Items from a dataset:
......
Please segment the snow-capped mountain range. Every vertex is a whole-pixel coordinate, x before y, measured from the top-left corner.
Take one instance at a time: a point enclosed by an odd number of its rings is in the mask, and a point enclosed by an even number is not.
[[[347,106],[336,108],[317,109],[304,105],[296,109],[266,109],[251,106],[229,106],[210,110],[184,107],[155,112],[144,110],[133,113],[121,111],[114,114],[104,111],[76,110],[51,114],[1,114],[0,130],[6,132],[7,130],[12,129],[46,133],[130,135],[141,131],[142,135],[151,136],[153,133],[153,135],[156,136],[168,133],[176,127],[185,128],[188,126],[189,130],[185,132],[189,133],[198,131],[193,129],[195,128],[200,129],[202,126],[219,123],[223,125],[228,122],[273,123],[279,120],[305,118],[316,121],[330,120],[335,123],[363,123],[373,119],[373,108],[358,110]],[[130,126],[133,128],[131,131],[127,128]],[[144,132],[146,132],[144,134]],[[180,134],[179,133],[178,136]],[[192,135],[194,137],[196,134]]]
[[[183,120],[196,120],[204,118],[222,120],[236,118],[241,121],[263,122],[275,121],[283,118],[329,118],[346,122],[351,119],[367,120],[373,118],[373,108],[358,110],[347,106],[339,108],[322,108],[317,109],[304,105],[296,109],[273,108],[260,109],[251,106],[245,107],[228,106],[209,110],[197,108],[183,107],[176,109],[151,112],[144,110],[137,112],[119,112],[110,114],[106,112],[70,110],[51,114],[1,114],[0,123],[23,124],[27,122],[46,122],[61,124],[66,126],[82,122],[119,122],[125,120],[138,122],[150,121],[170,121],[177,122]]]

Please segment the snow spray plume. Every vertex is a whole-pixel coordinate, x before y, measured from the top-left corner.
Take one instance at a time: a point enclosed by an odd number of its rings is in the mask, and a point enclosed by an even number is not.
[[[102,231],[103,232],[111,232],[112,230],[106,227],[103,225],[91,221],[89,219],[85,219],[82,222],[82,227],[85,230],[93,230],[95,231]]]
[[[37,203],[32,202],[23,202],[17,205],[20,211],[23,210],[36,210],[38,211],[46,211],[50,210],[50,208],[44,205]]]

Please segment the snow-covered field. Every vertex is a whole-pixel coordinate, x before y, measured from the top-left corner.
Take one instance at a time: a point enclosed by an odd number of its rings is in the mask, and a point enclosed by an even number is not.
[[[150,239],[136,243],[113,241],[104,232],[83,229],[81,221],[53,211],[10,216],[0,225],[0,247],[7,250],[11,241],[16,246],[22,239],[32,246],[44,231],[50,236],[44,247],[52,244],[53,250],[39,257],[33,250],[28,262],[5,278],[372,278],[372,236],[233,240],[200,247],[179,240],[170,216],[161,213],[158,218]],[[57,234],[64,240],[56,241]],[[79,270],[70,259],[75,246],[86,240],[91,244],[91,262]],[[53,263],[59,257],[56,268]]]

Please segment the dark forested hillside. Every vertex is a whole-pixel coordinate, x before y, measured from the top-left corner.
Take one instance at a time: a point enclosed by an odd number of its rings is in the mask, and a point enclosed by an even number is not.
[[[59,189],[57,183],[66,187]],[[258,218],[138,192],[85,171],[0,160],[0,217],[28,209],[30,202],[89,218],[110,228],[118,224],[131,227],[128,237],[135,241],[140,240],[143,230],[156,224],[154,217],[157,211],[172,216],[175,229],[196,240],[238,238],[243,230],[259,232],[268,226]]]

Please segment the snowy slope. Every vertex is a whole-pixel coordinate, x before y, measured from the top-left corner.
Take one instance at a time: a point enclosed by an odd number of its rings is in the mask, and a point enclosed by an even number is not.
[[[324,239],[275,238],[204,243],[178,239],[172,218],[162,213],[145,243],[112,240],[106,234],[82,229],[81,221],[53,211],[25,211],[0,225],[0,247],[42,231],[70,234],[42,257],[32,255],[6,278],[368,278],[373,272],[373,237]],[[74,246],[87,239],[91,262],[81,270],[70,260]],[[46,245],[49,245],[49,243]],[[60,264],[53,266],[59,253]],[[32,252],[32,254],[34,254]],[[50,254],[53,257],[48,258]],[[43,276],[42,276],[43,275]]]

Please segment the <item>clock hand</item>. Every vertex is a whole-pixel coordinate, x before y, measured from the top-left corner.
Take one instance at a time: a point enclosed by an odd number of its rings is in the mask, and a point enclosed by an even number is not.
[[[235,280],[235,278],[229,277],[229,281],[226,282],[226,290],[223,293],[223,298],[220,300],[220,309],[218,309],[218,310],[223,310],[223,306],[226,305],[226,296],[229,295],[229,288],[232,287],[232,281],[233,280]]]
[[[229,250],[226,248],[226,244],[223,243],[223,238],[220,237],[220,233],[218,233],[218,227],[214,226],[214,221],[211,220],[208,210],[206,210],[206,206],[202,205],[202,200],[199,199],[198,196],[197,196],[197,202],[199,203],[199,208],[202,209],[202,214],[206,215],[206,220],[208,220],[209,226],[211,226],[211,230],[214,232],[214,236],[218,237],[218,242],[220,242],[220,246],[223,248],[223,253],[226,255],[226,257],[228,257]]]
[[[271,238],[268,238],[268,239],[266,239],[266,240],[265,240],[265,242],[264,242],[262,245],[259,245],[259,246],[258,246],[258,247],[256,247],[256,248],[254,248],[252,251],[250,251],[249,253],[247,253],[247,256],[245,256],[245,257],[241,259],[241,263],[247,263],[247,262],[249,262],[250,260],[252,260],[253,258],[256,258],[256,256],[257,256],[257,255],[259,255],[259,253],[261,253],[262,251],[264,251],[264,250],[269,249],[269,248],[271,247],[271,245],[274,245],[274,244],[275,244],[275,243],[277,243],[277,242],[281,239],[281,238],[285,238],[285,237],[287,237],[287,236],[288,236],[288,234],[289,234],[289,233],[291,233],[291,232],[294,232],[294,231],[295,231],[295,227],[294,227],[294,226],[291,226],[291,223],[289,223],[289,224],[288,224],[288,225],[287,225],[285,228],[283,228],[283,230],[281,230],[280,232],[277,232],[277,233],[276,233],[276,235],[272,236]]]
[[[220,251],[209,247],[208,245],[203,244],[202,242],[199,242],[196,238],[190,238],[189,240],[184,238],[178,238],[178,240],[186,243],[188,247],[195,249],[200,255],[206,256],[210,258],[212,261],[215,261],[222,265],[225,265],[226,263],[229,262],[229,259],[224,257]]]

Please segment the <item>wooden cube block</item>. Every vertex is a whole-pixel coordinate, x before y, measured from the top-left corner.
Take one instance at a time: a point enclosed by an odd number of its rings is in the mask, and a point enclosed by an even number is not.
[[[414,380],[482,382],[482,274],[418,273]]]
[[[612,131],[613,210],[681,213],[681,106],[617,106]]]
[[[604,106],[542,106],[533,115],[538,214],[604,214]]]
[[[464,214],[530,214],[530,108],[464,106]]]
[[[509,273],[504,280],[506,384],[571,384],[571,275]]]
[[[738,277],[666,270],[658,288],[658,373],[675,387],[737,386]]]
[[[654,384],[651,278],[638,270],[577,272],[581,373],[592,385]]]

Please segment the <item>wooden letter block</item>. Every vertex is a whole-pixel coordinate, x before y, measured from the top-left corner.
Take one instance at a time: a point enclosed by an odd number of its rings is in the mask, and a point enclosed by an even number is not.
......
Short problem: Take the listing above and write it out again exactly.

Result for this exercise:
Please segment the snow-capped mountain range. Every vertex is a whole-pixel coordinate, x before y, measured from the top-left corner.
Take one instance at a time: a point enclosed by an odd number of its rings is in the mask, and a point enclosed by an even number is not.
[[[347,106],[336,108],[317,109],[304,105],[296,109],[266,109],[251,106],[229,106],[210,110],[184,107],[155,112],[144,110],[133,113],[121,111],[114,114],[104,111],[76,110],[51,114],[1,114],[0,130],[6,132],[7,130],[12,129],[46,133],[130,135],[141,131],[142,135],[151,136],[153,133],[153,135],[156,136],[168,133],[176,127],[185,128],[188,126],[189,130],[185,132],[189,133],[198,131],[193,129],[195,128],[200,129],[202,126],[219,123],[223,125],[228,122],[273,123],[279,120],[305,118],[316,121],[330,120],[335,123],[363,123],[373,119],[373,108],[358,110]],[[130,126],[133,128],[131,131],[127,128]],[[144,132],[146,132],[144,134]],[[180,134],[179,133],[178,136]],[[192,135],[194,137],[196,134]]]
[[[183,120],[196,120],[204,118],[222,120],[236,118],[241,121],[263,122],[275,121],[283,118],[329,118],[346,122],[351,119],[367,120],[373,118],[373,108],[358,110],[347,106],[339,108],[322,108],[317,109],[304,105],[296,109],[273,108],[260,109],[251,106],[245,107],[228,106],[209,110],[197,108],[183,107],[176,109],[151,112],[144,110],[137,112],[119,112],[110,114],[106,112],[70,110],[51,114],[1,114],[0,123],[23,124],[27,122],[46,122],[61,124],[66,126],[82,122],[119,122],[125,120],[138,122],[150,121],[170,121],[177,122]]]

Please segment the snow spray plume. Every vertex is a whole-pixel coordinate, x before y, measured from the top-left corner.
Take one instance at a time: a point enclosed by an odd number of its rings is in the mask, and a point enclosed by an even number is not.
[[[102,231],[103,232],[111,232],[112,230],[106,227],[103,225],[91,221],[89,219],[85,219],[82,222],[82,227],[85,230],[93,230],[95,231]]]
[[[37,203],[32,202],[23,202],[17,205],[20,211],[23,210],[36,210],[38,211],[46,211],[50,210],[50,208],[44,205]]]

Please segment the snow-covered field. Every vertex is a whole-pixel coordinate, x before y, measured from the top-left corner.
Take one instance at a time: a point enclosed by an odd number of its rings is in the mask, and a point enclosed by an even number is not.
[[[150,239],[136,243],[113,241],[104,232],[83,229],[81,221],[53,211],[10,216],[0,225],[0,247],[7,250],[11,241],[16,246],[22,239],[32,246],[44,231],[50,236],[44,247],[52,244],[53,250],[39,257],[33,250],[28,262],[5,278],[372,278],[372,236],[233,240],[200,247],[179,240],[170,216],[161,213],[158,218]],[[57,234],[64,240],[56,241]],[[79,270],[70,259],[75,246],[86,240],[91,244],[91,262]],[[53,263],[59,257],[56,268]]]

Please segment the dark forested hillside. Every vertex is a whole-pixel coordinate, x before y, measured from the top-left corner.
Take one instance at a time: a point enclosed by an odd number of its rings is in the mask, and a point enclosed by an even number is not.
[[[59,189],[57,183],[66,187]],[[258,218],[138,192],[85,171],[0,160],[0,217],[28,209],[30,202],[89,218],[110,228],[118,224],[131,227],[128,237],[135,241],[140,240],[143,230],[156,224],[154,217],[157,211],[172,216],[175,229],[196,240],[238,238],[243,230],[259,232],[268,226]]]

Please segment the snowy slope. Every vertex is a whole-pixel coordinate, x before y, measured from the top-left corner.
Take one instance at a time: a point enclosed by an odd number of its rings is in the mask, and a point enclosed by an even number is not.
[[[324,239],[275,238],[204,243],[178,239],[172,218],[162,213],[145,243],[112,240],[106,234],[82,229],[81,221],[53,211],[25,211],[0,225],[0,247],[42,231],[70,234],[42,257],[32,255],[6,278],[368,278],[373,272],[373,237]],[[74,246],[87,239],[91,262],[81,270],[70,260]],[[46,245],[49,245],[49,243]],[[60,264],[53,266],[59,253]],[[32,252],[32,254],[34,254]],[[50,254],[53,257],[48,258]],[[43,276],[42,276],[43,275]]]

Please segment the <item>clock hand</item>. Every vertex is a whole-pixel coordinate, x before y, measured from the top-left corner.
Take one instance at a time: a point enclosed by an odd number of its rings is in the mask, and a point enclosed by an even number is not.
[[[235,280],[235,278],[229,277],[229,281],[226,282],[226,290],[223,293],[223,298],[220,300],[220,309],[218,309],[218,310],[223,310],[223,306],[226,305],[226,296],[229,295],[229,288],[232,287],[232,281],[233,280]]]
[[[229,250],[226,248],[226,244],[223,243],[223,238],[220,237],[220,233],[218,233],[218,227],[214,226],[214,221],[211,220],[208,210],[206,210],[206,206],[202,205],[202,200],[199,199],[198,196],[197,196],[197,202],[199,203],[199,208],[202,209],[202,214],[206,215],[206,220],[208,220],[209,226],[211,226],[211,230],[214,232],[214,236],[218,237],[218,242],[220,242],[220,246],[223,248],[223,253],[226,255],[226,257],[228,257]]]
[[[271,238],[268,238],[268,239],[266,239],[266,240],[265,240],[265,242],[264,242],[262,245],[259,245],[259,246],[258,246],[258,247],[256,247],[256,248],[254,248],[252,251],[250,251],[249,253],[247,253],[247,256],[245,256],[245,257],[241,259],[241,263],[247,263],[247,262],[249,262],[250,260],[252,260],[253,258],[256,258],[256,256],[257,256],[257,255],[259,255],[259,253],[261,253],[262,251],[264,251],[264,250],[269,249],[269,248],[271,247],[271,245],[274,245],[274,244],[275,244],[275,243],[277,243],[277,242],[281,239],[281,238],[285,238],[285,237],[287,237],[287,236],[288,236],[288,234],[289,234],[289,233],[291,233],[291,232],[294,232],[294,231],[295,231],[295,227],[294,227],[294,226],[291,226],[291,223],[289,223],[289,224],[288,224],[288,225],[287,225],[285,228],[283,228],[283,230],[281,230],[280,232],[277,232],[277,233],[276,233],[276,235],[272,236]]]
[[[220,251],[209,247],[208,245],[203,244],[202,242],[199,242],[196,238],[190,238],[189,240],[184,238],[178,238],[178,240],[186,243],[188,247],[195,249],[200,255],[206,256],[210,258],[212,261],[215,261],[222,265],[225,265],[226,263],[229,262],[229,259],[224,257]]]

Please segment the <item>wooden cube block</item>. Every vertex is a whole-pixel coordinate, x before y, measured from the top-left corner.
Take one instance at a time: a point enclosed by an odd number of its rings is in the mask, and a point enclosed by an even number is not.
[[[414,380],[482,382],[482,274],[418,273]]]
[[[612,131],[613,210],[681,213],[681,106],[617,106]]]
[[[604,106],[542,106],[533,115],[538,214],[604,214]]]
[[[464,214],[530,214],[530,108],[464,106]]]
[[[509,273],[504,280],[506,384],[571,384],[571,275]]]
[[[738,277],[666,270],[658,288],[658,373],[675,387],[737,386]]]
[[[654,384],[651,278],[638,270],[577,272],[581,373],[592,385]]]

Please segment the <item>wooden letter block</item>. Every vertex is a whole-pixel coordinate, x before y, measured from the top-left corner.
Take one instance at a time: a point enclosed by an odd number of its rings is in the mask, and a point enclosed by an even number is not.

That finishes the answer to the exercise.